◆ Yapılacak iş ◆
Aşağıdaki kayıtların başından "M164 87L165 82L166" ifadesini içeren satıra kadar olan satırları, her iki uç da dahil olmak üzere, hiç değiştirmeden alıntılayın.

◆ Kullanılacak kayıtlar ◆
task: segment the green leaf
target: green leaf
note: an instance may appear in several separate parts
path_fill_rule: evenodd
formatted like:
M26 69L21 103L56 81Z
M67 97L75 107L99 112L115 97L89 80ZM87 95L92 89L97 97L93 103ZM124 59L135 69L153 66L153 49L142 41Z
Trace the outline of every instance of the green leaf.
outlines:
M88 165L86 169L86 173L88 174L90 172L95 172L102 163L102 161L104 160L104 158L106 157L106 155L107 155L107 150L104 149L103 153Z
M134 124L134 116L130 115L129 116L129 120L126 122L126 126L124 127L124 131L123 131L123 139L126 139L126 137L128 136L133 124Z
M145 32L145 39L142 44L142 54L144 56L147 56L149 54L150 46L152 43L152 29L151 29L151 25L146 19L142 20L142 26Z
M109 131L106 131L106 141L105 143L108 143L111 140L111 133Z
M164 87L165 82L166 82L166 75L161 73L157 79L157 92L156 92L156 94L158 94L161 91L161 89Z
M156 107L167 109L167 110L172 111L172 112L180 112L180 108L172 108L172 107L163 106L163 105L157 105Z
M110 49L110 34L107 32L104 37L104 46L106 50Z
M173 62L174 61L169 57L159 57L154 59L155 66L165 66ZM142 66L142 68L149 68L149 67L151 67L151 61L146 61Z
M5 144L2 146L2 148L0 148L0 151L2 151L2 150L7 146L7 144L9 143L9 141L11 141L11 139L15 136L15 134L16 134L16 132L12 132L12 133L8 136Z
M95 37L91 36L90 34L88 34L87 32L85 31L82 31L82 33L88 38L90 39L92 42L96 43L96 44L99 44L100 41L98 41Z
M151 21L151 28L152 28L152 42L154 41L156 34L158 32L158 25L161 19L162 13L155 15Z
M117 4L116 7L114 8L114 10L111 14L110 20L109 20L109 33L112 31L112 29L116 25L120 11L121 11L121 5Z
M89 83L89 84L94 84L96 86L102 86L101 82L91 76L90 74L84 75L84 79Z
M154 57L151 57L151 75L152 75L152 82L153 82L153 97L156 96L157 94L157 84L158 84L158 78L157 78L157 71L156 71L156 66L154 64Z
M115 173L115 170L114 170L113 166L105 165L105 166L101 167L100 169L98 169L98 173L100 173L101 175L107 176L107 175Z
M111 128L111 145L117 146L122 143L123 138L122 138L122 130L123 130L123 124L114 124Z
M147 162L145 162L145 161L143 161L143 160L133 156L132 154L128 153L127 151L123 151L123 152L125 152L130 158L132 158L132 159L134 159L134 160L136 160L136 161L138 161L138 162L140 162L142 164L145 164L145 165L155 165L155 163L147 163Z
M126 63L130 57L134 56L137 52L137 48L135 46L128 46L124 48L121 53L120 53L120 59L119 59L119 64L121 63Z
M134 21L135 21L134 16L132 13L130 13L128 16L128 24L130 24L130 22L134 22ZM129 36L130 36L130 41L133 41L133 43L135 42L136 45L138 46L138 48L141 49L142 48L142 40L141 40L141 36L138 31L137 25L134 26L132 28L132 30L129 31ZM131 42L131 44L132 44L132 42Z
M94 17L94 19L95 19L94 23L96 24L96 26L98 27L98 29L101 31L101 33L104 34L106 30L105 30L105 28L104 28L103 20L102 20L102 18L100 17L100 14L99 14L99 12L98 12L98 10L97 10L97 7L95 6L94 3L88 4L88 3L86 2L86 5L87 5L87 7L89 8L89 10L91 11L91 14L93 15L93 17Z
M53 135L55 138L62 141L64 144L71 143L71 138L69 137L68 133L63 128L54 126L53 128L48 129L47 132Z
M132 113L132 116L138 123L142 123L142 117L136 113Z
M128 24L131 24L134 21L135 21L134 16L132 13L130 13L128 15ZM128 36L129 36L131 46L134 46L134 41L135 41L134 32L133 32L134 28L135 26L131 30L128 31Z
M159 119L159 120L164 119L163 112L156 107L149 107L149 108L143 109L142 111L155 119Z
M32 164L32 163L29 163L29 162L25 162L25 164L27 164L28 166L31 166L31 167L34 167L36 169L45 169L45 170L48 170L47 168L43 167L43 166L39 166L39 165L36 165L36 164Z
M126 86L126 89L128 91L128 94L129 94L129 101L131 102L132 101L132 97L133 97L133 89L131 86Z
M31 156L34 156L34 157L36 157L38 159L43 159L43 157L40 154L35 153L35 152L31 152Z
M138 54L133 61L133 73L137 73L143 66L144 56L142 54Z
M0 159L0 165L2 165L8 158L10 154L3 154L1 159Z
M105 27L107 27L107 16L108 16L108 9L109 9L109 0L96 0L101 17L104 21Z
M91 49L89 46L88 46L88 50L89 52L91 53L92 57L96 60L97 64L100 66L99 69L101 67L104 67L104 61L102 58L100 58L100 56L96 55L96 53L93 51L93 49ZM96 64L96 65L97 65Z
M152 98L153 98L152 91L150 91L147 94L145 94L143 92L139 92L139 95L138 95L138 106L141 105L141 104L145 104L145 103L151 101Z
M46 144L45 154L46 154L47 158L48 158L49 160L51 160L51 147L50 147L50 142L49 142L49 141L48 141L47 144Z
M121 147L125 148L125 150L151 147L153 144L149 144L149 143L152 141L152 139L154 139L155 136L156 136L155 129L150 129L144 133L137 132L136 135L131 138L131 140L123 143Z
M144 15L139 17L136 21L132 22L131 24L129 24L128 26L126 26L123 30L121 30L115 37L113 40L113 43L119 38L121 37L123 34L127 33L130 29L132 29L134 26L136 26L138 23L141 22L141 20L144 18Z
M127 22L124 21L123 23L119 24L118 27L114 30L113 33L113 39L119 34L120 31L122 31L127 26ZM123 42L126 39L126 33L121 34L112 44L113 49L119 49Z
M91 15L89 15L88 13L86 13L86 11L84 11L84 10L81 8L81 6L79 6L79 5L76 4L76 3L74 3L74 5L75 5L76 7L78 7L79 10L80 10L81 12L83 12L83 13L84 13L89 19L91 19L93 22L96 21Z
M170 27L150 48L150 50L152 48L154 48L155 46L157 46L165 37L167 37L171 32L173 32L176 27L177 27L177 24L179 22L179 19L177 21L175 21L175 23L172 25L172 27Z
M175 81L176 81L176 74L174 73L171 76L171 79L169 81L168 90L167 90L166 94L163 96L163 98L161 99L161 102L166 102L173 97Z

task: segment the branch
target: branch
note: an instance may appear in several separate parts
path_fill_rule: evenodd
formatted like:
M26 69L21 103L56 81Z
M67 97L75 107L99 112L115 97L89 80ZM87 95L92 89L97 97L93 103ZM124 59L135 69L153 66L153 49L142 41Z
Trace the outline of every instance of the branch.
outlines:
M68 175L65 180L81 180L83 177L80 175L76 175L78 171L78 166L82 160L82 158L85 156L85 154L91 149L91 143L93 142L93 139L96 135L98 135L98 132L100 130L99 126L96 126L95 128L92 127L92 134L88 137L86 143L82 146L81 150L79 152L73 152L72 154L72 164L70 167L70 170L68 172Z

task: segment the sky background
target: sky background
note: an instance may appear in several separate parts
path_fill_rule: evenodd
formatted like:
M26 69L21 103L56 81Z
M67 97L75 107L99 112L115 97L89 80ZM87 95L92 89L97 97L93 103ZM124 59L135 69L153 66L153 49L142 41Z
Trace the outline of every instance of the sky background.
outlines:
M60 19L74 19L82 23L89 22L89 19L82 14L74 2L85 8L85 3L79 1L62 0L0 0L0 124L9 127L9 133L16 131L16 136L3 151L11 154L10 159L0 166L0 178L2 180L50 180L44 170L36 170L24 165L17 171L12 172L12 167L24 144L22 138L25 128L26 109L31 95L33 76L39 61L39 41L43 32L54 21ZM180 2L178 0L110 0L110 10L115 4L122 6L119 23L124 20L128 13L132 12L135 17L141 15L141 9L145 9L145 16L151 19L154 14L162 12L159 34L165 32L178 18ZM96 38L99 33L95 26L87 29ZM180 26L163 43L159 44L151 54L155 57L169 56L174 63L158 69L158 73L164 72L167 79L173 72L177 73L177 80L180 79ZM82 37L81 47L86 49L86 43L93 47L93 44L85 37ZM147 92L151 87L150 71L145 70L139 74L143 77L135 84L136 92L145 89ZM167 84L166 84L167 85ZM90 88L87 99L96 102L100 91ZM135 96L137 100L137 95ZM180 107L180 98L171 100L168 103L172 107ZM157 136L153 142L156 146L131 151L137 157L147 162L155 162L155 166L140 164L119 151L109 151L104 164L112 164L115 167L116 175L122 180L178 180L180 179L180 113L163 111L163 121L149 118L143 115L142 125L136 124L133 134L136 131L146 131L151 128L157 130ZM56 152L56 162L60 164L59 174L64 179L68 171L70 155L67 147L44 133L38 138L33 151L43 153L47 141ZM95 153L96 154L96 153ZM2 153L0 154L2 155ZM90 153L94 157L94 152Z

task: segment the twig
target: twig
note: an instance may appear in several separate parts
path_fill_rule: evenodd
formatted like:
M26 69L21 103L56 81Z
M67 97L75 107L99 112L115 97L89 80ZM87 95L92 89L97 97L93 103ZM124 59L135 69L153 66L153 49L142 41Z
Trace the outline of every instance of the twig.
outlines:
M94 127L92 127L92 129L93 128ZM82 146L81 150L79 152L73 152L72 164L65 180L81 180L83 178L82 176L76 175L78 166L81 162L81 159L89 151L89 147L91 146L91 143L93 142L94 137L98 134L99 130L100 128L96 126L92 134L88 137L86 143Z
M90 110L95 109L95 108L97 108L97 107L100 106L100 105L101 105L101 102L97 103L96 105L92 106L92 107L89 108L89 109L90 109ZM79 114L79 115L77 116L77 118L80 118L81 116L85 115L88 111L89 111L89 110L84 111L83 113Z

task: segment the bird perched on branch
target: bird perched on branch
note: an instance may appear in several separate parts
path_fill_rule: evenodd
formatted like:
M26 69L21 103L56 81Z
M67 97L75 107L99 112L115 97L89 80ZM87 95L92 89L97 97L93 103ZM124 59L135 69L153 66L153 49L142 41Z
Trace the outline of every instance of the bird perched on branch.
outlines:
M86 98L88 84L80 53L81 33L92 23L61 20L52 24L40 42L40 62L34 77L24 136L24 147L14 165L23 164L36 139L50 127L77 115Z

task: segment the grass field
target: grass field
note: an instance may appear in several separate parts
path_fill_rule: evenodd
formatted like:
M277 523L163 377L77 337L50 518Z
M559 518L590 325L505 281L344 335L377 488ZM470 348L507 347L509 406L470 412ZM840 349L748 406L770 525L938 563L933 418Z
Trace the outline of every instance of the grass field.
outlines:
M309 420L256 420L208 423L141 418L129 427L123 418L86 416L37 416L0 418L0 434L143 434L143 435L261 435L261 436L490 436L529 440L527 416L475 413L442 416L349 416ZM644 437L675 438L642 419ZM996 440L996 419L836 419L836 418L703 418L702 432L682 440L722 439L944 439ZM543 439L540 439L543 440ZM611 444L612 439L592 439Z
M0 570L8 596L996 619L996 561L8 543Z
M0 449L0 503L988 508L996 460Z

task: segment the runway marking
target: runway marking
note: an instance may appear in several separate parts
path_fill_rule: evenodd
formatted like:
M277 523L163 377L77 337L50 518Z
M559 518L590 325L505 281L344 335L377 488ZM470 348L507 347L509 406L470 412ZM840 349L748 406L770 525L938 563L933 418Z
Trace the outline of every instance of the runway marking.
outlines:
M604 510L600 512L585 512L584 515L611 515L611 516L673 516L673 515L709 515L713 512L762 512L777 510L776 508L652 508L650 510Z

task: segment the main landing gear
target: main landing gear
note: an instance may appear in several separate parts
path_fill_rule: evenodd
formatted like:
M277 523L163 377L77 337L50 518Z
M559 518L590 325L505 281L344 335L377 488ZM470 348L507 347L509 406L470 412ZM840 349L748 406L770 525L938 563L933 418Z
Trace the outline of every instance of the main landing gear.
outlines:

◆ Sorunun yanıtı ◆
task: segment the green leaf
target: green leaf
note: an instance may appear in several separate parts
path_fill_rule: evenodd
formatted like:
M26 69L21 103L56 81Z
M67 97L75 107L99 112L115 97L89 80ZM87 95L92 89L97 97L93 103ZM124 59L135 69L153 66L153 49L142 41Z
Trace the outline of every instance of the green leaf.
outlines:
M88 165L86 169L86 173L88 174L90 172L95 172L102 163L102 161L104 160L104 158L106 157L106 155L107 155L107 150L104 149L103 153Z
M134 124L134 116L130 115L129 116L129 120L126 122L126 126L124 127L124 131L123 131L123 139L126 139L126 137L128 136L133 124Z
M145 32L145 39L142 44L142 54L144 56L147 56L149 54L150 46L152 43L152 29L151 29L151 25L146 19L142 20L142 26Z
M109 131L106 131L106 141L105 143L108 143L111 140L111 133Z
M164 87L165 82L166 82L166 75L161 73L157 79L157 92L156 92L156 94L158 94L161 91L161 89Z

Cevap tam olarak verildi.